### Prompt
Give back exactly the stretch of data below from the line holding "Target: distant fence post" through the line holding "sample | [73, 174]", both ends included, and leave the remaining lines out.

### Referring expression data

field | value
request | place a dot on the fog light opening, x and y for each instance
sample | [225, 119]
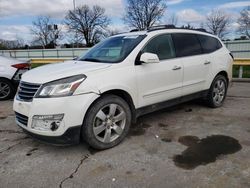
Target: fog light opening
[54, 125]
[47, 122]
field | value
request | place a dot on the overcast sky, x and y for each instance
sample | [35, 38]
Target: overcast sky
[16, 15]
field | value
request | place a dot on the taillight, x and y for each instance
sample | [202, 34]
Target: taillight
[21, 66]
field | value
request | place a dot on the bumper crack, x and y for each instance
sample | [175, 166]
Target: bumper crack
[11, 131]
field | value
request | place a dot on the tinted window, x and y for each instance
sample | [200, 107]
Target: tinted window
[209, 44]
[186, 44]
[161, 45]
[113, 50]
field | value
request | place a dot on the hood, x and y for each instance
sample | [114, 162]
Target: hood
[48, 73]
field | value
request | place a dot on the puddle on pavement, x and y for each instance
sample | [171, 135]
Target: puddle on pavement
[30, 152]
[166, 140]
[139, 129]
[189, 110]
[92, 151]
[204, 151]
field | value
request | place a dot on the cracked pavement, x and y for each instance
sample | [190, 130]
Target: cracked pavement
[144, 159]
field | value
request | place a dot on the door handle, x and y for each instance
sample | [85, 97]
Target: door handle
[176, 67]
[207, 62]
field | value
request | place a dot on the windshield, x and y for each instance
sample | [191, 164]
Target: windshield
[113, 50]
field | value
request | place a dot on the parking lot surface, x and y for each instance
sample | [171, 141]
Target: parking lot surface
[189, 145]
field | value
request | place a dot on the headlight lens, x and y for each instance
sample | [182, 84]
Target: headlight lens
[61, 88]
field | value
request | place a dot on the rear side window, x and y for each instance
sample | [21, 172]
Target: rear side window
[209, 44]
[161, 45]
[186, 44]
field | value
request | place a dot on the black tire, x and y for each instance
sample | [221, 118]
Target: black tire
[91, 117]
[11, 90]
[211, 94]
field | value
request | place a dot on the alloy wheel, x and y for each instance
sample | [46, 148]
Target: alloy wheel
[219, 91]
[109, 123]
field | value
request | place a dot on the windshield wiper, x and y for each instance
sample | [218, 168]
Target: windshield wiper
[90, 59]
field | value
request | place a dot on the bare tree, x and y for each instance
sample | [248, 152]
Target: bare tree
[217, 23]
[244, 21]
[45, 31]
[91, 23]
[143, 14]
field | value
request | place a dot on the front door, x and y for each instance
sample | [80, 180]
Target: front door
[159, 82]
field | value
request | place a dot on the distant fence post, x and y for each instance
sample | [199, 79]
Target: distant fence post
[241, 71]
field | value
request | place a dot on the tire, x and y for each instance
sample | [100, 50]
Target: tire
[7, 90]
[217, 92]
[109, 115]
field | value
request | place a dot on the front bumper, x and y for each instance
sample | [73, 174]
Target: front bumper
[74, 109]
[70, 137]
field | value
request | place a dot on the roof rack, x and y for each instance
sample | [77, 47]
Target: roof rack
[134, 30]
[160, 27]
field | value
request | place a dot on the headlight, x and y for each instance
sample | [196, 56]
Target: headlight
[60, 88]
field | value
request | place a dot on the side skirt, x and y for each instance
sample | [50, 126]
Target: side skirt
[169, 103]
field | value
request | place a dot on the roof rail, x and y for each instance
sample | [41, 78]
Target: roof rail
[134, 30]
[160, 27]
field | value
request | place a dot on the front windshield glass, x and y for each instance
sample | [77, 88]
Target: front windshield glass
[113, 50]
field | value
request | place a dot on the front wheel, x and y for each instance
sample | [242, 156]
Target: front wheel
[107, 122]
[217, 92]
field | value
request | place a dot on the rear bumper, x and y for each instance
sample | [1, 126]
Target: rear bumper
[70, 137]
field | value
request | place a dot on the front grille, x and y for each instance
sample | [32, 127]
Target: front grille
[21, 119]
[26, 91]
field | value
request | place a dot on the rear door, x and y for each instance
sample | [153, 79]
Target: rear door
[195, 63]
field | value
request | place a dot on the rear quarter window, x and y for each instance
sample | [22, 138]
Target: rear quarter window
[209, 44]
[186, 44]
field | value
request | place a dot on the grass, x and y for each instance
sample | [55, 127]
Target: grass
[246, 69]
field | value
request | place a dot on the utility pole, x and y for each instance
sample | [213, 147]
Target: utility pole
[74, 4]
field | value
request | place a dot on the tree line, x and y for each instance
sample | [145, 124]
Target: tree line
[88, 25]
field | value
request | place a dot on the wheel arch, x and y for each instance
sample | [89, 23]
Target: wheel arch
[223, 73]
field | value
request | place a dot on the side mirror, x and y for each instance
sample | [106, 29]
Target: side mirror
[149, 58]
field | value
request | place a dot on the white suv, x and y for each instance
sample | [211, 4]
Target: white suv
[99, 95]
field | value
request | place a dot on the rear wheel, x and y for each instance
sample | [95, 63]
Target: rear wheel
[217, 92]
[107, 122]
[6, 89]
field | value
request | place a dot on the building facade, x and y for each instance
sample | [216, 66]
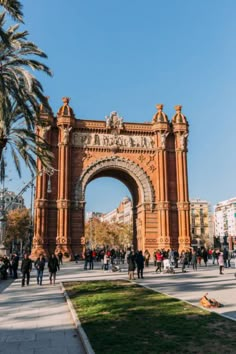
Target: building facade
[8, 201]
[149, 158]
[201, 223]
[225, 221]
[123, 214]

==

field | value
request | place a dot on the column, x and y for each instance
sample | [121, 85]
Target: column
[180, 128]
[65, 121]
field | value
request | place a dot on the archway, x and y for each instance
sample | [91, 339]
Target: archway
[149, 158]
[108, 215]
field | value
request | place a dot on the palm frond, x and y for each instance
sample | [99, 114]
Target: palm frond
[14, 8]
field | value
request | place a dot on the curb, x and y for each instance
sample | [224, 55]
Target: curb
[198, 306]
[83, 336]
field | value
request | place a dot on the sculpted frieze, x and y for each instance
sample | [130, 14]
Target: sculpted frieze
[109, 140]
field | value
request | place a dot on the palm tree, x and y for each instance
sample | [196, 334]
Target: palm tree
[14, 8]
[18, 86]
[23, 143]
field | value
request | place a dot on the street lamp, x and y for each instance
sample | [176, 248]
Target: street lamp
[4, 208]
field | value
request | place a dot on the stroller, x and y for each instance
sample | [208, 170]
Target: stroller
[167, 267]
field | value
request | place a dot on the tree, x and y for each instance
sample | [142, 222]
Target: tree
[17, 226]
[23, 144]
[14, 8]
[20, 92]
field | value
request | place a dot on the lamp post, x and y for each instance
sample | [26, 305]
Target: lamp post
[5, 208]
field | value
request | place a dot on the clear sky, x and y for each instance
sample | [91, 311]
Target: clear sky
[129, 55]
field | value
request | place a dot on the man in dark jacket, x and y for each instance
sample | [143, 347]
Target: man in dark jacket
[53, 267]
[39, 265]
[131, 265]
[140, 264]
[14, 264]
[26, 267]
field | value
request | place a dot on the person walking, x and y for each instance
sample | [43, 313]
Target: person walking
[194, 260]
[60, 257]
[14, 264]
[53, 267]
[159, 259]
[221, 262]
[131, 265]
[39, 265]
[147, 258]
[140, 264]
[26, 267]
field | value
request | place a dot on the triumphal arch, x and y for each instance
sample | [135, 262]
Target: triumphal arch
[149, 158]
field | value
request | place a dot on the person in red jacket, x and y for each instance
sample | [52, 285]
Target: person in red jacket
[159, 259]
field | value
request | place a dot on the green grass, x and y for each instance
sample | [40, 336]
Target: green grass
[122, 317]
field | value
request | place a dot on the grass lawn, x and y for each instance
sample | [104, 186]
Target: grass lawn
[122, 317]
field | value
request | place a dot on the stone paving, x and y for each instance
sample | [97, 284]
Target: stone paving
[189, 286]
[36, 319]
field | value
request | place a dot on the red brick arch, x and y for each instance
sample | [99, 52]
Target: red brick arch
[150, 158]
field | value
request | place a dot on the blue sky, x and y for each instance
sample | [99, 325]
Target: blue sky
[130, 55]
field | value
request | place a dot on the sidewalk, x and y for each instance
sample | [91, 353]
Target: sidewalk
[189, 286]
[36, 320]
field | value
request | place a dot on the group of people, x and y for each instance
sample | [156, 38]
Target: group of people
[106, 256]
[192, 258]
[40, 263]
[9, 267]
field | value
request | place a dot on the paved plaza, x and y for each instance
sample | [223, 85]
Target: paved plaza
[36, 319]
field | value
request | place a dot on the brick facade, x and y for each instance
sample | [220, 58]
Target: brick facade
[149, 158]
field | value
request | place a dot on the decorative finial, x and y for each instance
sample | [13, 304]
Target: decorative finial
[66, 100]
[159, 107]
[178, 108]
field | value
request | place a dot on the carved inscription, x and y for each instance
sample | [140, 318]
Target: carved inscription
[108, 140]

### Problem solution
Target: distant fence post
[241, 71]
field | value
request | place a dot on the tire, x and y for each instance
sample | [100, 50]
Target: tire
[7, 90]
[217, 92]
[109, 115]
field | value
request | place a dot on the front bumper, x and y for each instance
sample | [73, 174]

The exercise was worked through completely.